#### Request 1:
Return the part of the Greenford trip post from "Before I begin, here’s" to "from this lesson?", word for word.

#127: Greenford 08/10/2021

Before I begin, here’s a lesson for all photographers. When you plan an outing, a day out, in my case, always check what lenses you have. I thought I had checked, but not carefully enough, as it turns out, as I approached Greenford station to check my camera, I found I only had my 10-18mm lens. It seems I had not packed my trusty 18-200mm workhorse of a lens.

Hmmm, but my instant reaction was, ‘Oh OK, it means I have to get closer to my subjects today, so not a bad thing. But, I wonder if I’ll learn from this lesson?

Today’s journey is courtesy of the Great Western Railway (GWR) who operate a branch line service from West Ealing to Greenford. The daytime service runs every half hour, and as I boarded the two carriage turbo diesel Class 165 trains, I was almost alone. Only three other passengers, as far as I could tell.

The line is 4 km long, with intermediate stops at Drayton Green, Castle Bar Park and South Greenford. The line originally opened in 1903 to coincide with the opening of a station at Park Royal to serve the Royal Agricultural Show held on the grounds of the Twyford Abbey Estate. For historians, this article by Matthew Lyons provides a brief history of this now-abandoned gothic building.

#### Supplied data:
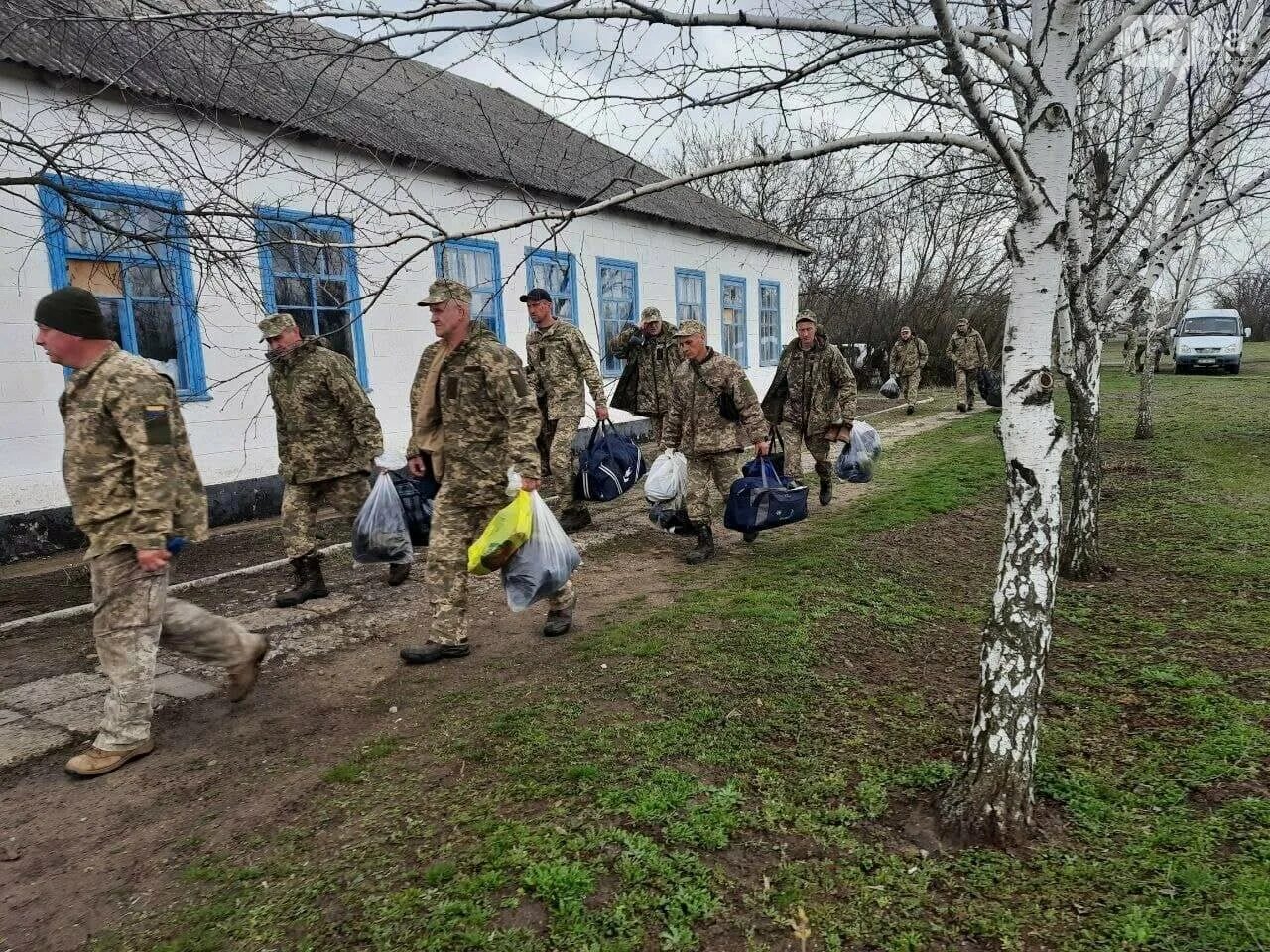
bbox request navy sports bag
[574,420,647,503]
[722,458,807,532]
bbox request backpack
[574,420,647,503]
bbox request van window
[1179,317,1239,337]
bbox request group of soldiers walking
[36,271,984,776]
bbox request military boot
[273,554,330,608]
[684,523,713,565]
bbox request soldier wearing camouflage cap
[401,278,575,663]
[608,307,682,444]
[521,289,608,532]
[763,311,856,505]
[260,313,388,608]
[36,287,269,778]
[662,321,768,565]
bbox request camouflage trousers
[898,371,922,407]
[780,422,833,481]
[89,547,264,750]
[538,416,586,510]
[956,367,979,407]
[426,482,576,645]
[282,472,371,558]
[684,449,740,526]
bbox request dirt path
[0,396,980,952]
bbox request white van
[1170,311,1252,373]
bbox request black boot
[684,523,713,565]
[273,554,330,608]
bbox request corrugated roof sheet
[0,0,807,251]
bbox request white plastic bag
[644,449,689,503]
[353,472,414,565]
[503,493,581,612]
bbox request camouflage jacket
[525,320,608,420]
[58,344,207,558]
[763,336,856,434]
[608,321,681,416]
[945,327,988,371]
[890,337,931,377]
[269,340,384,484]
[662,348,768,456]
[408,325,540,507]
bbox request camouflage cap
[419,278,472,307]
[258,313,296,340]
[675,321,706,337]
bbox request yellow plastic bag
[467,490,534,575]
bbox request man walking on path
[890,327,930,414]
[662,321,768,565]
[260,313,393,608]
[763,311,856,505]
[521,289,608,532]
[36,287,269,776]
[401,278,575,663]
[945,317,988,413]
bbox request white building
[0,0,804,563]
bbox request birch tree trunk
[941,0,1083,843]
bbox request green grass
[96,348,1270,952]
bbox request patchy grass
[96,348,1270,952]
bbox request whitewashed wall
[0,75,798,516]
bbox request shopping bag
[644,449,689,503]
[467,490,534,575]
[353,472,414,565]
[503,493,581,612]
[574,420,645,503]
[722,457,808,532]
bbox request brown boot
[66,739,155,779]
[225,635,269,704]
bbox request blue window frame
[675,268,710,327]
[40,177,208,400]
[718,274,749,367]
[595,258,639,377]
[436,239,507,343]
[525,248,577,327]
[255,208,368,387]
[758,281,781,367]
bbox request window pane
[318,311,357,363]
[273,278,314,311]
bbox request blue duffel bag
[574,420,647,503]
[722,457,808,532]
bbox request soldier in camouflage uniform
[521,289,608,532]
[945,317,988,413]
[890,327,931,414]
[763,311,856,505]
[36,287,269,776]
[608,307,680,445]
[662,321,768,565]
[401,278,575,663]
[260,313,391,608]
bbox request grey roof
[0,0,809,251]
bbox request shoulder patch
[142,404,172,447]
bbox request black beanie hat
[36,287,110,340]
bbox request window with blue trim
[758,281,781,367]
[257,209,367,387]
[720,274,749,367]
[525,248,577,326]
[40,178,207,398]
[595,258,639,377]
[675,268,710,327]
[436,239,507,343]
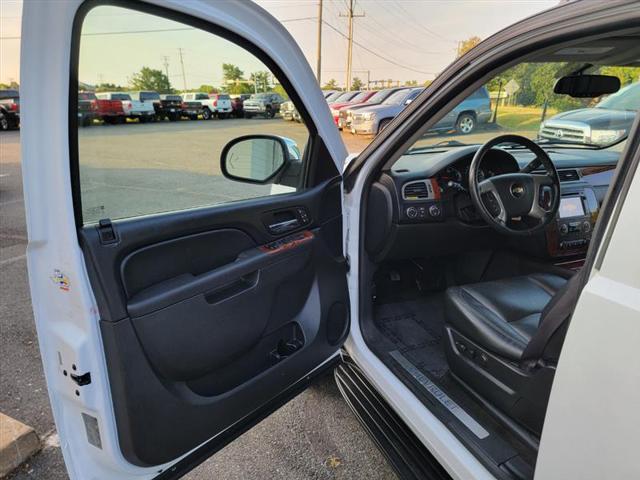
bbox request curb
[0,413,41,478]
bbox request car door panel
[79,178,348,466]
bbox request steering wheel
[469,135,560,235]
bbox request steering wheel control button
[509,183,525,198]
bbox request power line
[394,0,456,43]
[340,0,365,89]
[178,48,187,92]
[323,21,437,75]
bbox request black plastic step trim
[334,357,451,480]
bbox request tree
[322,78,338,90]
[600,67,640,87]
[129,67,173,93]
[0,82,20,90]
[96,83,126,92]
[458,36,482,57]
[351,77,364,90]
[226,80,255,94]
[222,63,244,83]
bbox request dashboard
[366,145,619,259]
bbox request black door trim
[153,354,341,480]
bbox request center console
[547,186,599,258]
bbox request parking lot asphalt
[0,127,395,480]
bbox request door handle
[269,218,300,233]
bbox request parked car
[329,90,376,125]
[78,92,101,127]
[539,82,640,145]
[280,100,296,121]
[156,93,182,122]
[327,90,360,106]
[182,92,218,120]
[128,90,161,120]
[338,87,409,130]
[22,0,640,480]
[209,93,233,119]
[243,92,284,118]
[429,87,491,135]
[230,93,251,118]
[96,92,156,123]
[351,88,424,135]
[0,90,20,130]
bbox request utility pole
[178,48,187,92]
[316,0,322,86]
[162,55,169,80]
[340,0,364,90]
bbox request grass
[498,106,557,131]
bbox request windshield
[330,92,354,103]
[367,90,389,103]
[382,90,409,105]
[597,82,640,111]
[350,92,369,102]
[140,92,160,102]
[408,62,640,151]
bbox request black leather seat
[446,273,567,361]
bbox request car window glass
[598,84,640,111]
[77,6,309,224]
[402,62,640,153]
[382,90,407,105]
[367,90,389,103]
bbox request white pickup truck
[182,92,232,120]
[96,92,156,123]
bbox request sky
[0,0,558,89]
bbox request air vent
[558,170,580,182]
[402,180,431,200]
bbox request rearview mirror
[220,135,289,185]
[553,75,620,98]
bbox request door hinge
[97,218,118,245]
[69,372,91,387]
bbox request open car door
[21,0,349,480]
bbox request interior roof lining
[529,28,640,67]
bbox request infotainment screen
[559,197,584,218]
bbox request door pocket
[130,248,311,381]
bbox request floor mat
[375,293,448,378]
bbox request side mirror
[220,135,289,185]
[553,75,620,98]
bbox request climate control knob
[560,223,569,235]
[429,205,442,217]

#### Request 2:
Retype the rows from the line with "bbox request birch tree trunk" to the line with "[366,145,619,259]", both included, keeping them unchanged but leaving out the pictures.

#### Full solution 1:
Before I begin, here’s a lesson for all photographers. When you plan an outing, a day out, in my case, always check what lenses you have. I thought I had checked, but not carefully enough, as it turns out, as I approached Greenford station to check my camera, I found I only had my 10-18mm lens. It seems I had not packed my trusty 18-200mm workhorse of a lens.

Hmmm, but my instant reaction was, ‘Oh OK, it means I have to get closer to my subjects today, so not a bad thing. But, I wonder if I’ll learn from this lesson?

#### Full solution 2:
bbox request birch tree trunk
[941,0,1083,843]
bbox request green grass
[96,348,1270,952]
bbox request patchy grass
[96,348,1270,952]
bbox request whitewashed wall
[0,75,798,516]
bbox request shopping bag
[644,449,689,503]
[467,490,534,575]
[353,472,414,565]
[503,493,581,612]
[574,420,645,503]
[722,457,808,532]
bbox request brown boot
[66,739,155,779]
[225,635,269,704]
bbox request blue window frame
[675,268,710,327]
[40,177,208,400]
[718,274,749,367]
[595,258,639,377]
[436,239,507,343]
[525,248,577,327]
[255,208,368,387]
[758,281,781,367]
bbox request window pane
[318,311,357,363]
[273,278,314,311]
bbox request blue duffel bag
[574,420,647,503]
[722,457,808,532]
bbox request soldier in camouflage uniform
[521,289,608,532]
[945,317,988,413]
[890,327,931,414]
[763,311,856,505]
[36,287,269,776]
[608,307,680,445]
[662,321,768,565]
[401,278,575,663]
[260,313,391,608]
bbox request grey roof
[0,0,809,251]
bbox request shoulder patch
[142,404,172,447]
bbox request black beanie hat
[36,287,110,340]
bbox request window with blue trim
[758,281,781,367]
[257,209,367,387]
[720,274,749,367]
[525,248,577,326]
[40,178,207,398]
[595,258,639,377]
[675,268,710,327]
[436,239,507,343]
bbox request curb
[0,413,41,478]
bbox request car door panel
[79,178,348,466]
bbox request steering wheel
[469,135,560,235]
bbox request steering wheel control button
[509,183,525,198]
bbox request power line
[394,0,456,43]
[340,0,365,89]
[178,48,187,92]
[323,21,437,75]
bbox request black plastic step trim
[334,357,451,480]
bbox request tree
[322,78,338,90]
[600,67,640,87]
[129,67,173,93]
[0,82,20,90]
[96,83,126,92]
[458,36,482,57]
[351,77,364,90]
[226,80,255,94]
[222,63,244,83]
bbox request dashboard
[366,145,619,259]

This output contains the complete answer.